KALEA ROSE HAIR CARE  FOUNDER  Martin Rodriguez

Do It Yourself Hair color?

            Oprah’s magazine did a feature in the November 2009 issue about saving money on your hair by coloring at home.  These days we all appreciate a good tip on saving money.  However, as a professional hairstylist and master colorist, I must address the many problematic outcomes that are possible when people attempt to get salon quality results at home.  Now I am not saying that it is not possible to get decent color results by doing it yourself.  But the article in “The Oprah Magazine” is extremely misleading and could encourage an overly ambitious mindset that could cost you more money in the end.  There are just some things that should be done by a professional, if you want professional results. 

First and foremost is the choice and blending of colors.  The main reason that the women in the article have such impressive results is that the magazine’s “hair professor,” Sharon Dorram, is instructing the women on color choice and mixing.  In my thirty years of experience doing hair I am often asked for the formula I use when doing someone’s color.  Why?  Because I have been trained and experienced in selecting the right color combinations to compliment skin, eyes, personalities, lifestyles and budgets.  It is not as easy as holding the picture on the box up to your face.  The magazine article admits that, “finding a gorgeous…red in a box can be a challenge,” while encouraging women to combine shades for best results.  However, it skips the part that explains exactly how you are supposed to choose these colors yourself.  After all, the guinea pigs in the article have a professional to choose for them.  At home, reds can be too orange, to pink, too violet, too dark, too light and just plain lifeless.  If you do not understand the underlying color pigments in your own hair as well as the pigments used in the product, then you may be in for a big surprise when you color at home. And this goes for blondes and brunettes as well.

• **PROBLEM TO WORK ON**:
Please write what comes next in the piece on coloring hair at home, picking up right after its last sentence. The data after this has no part in the exercise.

• **GIVEN DATA**:
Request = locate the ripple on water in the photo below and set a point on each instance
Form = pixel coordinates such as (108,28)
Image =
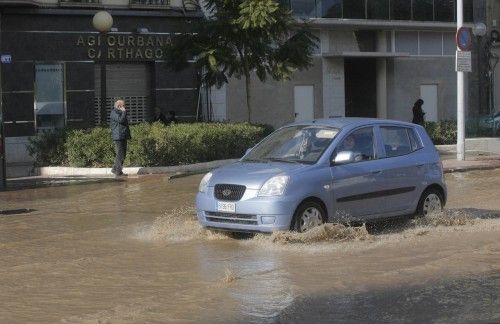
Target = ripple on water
(181,224)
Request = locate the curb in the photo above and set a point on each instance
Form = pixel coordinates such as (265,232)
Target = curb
(177,169)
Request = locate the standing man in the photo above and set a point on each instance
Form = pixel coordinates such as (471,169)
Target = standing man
(120,133)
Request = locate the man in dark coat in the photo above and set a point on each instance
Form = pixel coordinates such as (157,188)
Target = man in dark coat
(120,133)
(418,112)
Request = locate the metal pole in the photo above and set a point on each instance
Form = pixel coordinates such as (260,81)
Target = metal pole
(3,169)
(103,80)
(460,95)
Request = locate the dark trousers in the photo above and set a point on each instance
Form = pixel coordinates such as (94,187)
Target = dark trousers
(121,152)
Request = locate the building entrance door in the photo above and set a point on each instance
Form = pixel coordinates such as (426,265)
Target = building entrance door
(131,82)
(428,93)
(360,87)
(303,101)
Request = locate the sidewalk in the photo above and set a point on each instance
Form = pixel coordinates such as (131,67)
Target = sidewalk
(472,162)
(66,175)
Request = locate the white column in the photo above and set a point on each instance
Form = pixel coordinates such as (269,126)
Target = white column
(333,87)
(460,95)
(381,76)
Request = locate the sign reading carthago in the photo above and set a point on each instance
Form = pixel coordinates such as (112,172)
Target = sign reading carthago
(463,61)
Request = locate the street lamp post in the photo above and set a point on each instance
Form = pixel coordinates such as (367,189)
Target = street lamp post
(479,30)
(102,22)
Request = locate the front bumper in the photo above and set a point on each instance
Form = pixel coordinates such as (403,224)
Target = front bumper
(252,213)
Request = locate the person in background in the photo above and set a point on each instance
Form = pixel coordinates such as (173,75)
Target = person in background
(120,133)
(418,112)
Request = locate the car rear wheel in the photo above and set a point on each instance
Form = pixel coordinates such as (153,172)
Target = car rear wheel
(310,214)
(430,202)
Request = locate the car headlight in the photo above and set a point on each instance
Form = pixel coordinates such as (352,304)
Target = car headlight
(204,182)
(274,186)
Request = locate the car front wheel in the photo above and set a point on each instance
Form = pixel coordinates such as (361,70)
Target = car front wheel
(430,202)
(310,214)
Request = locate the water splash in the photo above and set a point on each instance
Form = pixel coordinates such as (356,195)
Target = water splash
(324,233)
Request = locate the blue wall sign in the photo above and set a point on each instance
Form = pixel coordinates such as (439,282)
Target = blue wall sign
(6,58)
(464,38)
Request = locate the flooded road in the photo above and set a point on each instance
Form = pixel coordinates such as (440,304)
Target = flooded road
(132,252)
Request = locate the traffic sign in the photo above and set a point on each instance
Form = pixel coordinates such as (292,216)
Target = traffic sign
(464,38)
(463,62)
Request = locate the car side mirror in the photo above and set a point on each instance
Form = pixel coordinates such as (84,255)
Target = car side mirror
(248,150)
(344,157)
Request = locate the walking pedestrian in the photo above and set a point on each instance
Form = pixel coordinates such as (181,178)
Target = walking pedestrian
(120,133)
(418,112)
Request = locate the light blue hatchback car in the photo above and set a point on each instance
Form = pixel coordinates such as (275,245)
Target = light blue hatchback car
(325,170)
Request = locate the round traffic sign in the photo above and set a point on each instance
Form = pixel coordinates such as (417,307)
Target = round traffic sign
(464,38)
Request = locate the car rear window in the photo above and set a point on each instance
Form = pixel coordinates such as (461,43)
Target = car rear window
(399,140)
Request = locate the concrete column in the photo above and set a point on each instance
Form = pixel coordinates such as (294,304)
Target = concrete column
(333,87)
(381,77)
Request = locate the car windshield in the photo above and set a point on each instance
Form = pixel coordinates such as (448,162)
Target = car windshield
(294,144)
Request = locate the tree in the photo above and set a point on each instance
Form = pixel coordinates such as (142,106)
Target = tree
(244,36)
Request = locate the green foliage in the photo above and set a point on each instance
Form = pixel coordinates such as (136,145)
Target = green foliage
(243,36)
(152,144)
(48,148)
(442,132)
(91,147)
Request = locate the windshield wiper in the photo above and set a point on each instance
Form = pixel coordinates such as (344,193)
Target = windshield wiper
(276,159)
(254,160)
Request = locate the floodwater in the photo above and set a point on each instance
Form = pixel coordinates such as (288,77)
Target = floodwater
(132,252)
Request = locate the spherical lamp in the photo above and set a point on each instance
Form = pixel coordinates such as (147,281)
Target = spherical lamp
(102,21)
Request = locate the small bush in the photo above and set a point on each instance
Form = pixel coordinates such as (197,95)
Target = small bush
(92,147)
(442,132)
(151,145)
(48,148)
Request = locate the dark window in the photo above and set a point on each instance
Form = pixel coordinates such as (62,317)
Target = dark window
(468,12)
(304,8)
(423,10)
(378,9)
(415,141)
(354,9)
(331,8)
(401,9)
(361,143)
(445,10)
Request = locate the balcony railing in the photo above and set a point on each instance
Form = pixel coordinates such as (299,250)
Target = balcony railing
(164,4)
(79,3)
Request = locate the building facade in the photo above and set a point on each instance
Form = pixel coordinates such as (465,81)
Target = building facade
(375,59)
(53,62)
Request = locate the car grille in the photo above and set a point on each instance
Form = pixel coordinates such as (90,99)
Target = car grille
(229,192)
(231,218)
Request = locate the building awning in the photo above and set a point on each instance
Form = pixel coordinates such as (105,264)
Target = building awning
(367,54)
(337,23)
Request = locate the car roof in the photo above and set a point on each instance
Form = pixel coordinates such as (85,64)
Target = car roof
(351,122)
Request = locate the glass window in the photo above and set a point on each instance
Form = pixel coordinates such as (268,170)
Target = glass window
(444,10)
(407,42)
(303,8)
(331,8)
(401,9)
(378,9)
(49,96)
(303,144)
(396,141)
(354,9)
(415,141)
(361,143)
(431,43)
(468,11)
(423,10)
(449,44)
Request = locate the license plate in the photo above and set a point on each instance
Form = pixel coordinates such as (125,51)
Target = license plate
(226,206)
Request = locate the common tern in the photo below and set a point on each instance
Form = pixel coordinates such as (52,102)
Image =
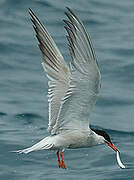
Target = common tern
(73,90)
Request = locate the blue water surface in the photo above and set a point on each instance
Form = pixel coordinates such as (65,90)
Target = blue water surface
(23,89)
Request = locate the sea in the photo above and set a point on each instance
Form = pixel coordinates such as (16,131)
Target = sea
(24,85)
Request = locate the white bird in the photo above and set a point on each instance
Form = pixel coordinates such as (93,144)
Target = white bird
(72,92)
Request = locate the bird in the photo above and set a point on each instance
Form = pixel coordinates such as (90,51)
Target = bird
(72,90)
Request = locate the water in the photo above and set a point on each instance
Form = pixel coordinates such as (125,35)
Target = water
(23,89)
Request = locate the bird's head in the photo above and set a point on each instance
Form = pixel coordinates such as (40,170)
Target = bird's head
(107,139)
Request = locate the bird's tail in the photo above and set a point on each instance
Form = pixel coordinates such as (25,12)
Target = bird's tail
(43,144)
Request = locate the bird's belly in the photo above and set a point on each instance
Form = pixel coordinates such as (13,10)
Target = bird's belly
(73,140)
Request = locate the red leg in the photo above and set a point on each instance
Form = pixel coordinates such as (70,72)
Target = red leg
(59,163)
(62,161)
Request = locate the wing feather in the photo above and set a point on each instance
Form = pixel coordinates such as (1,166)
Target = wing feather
(84,87)
(55,68)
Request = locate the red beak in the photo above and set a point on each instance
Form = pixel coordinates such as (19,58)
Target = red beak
(112,146)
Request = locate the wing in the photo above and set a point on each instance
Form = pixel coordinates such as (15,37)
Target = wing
(85,78)
(55,68)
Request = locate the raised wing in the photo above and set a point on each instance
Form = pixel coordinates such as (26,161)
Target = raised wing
(55,68)
(85,78)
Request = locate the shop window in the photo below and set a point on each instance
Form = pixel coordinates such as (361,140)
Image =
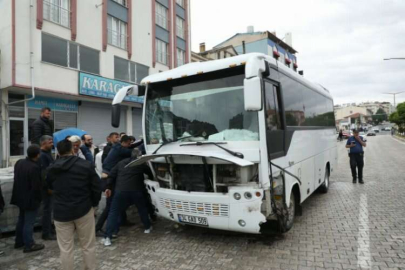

• **REPLY TO THE EXERCISE**:
The second major problem with this “DIY” advice is the instructions for using lighter colors on the ends to prevent them from turning dark.  The problem is deciding how much lighter to go and how much of the ends need the lighter color.  The answer to both of those questions will vary considerably, depending on the condition, texture and color of the hair.  Plus, everyone’s chemistry is different, which affects the color process and formulas.  It doesn’t take too much imagination to picture the bad possibilities of choosing and processing a different color on the top of your hair than the ends.  We can all picture that going very badly. 

Lastly, I want to address the idea of bleaching or highlighting at home.  As you can see by the color wheel below, there are various colors that make up one hair color.  For instance, a brown can be made up of blue with orange, yellow with violet, or even green with red.  We all have a unique combination of colors that make up our main shade.  When you begin to lighten the hair with bleach you are stripping colors away, which takes the hair through numerous colors before getting to the desired shade.  The main problem here is timing and watching.  It takes a lot of practice to see whether or not a piece of hair has reached the desired color, especially when it is still saturated with bleach.  A few minutes can make a disastrous difference.  Rinse out too soon and you may have to reapply the bleach, too late and you could fry the hair, or end up with the wrong result.                     

            For the most part, unless you are extremely pressed for money, I would not suggest coloring your hair at home.  Sure, you can get by with a box color, which will be better than walking around with bad roots.  But there really is no substitution for a professional.  After all, you wouldn’t have your attorney cater a wedding or have your plumber fix your car.  Correcting mistakes is almost always way more expensive than preventing them in the first place, especially when it comes to hair color.  I’m sure Oprah and her magazine staff doesn’t color their own hair and you shouldn’t either.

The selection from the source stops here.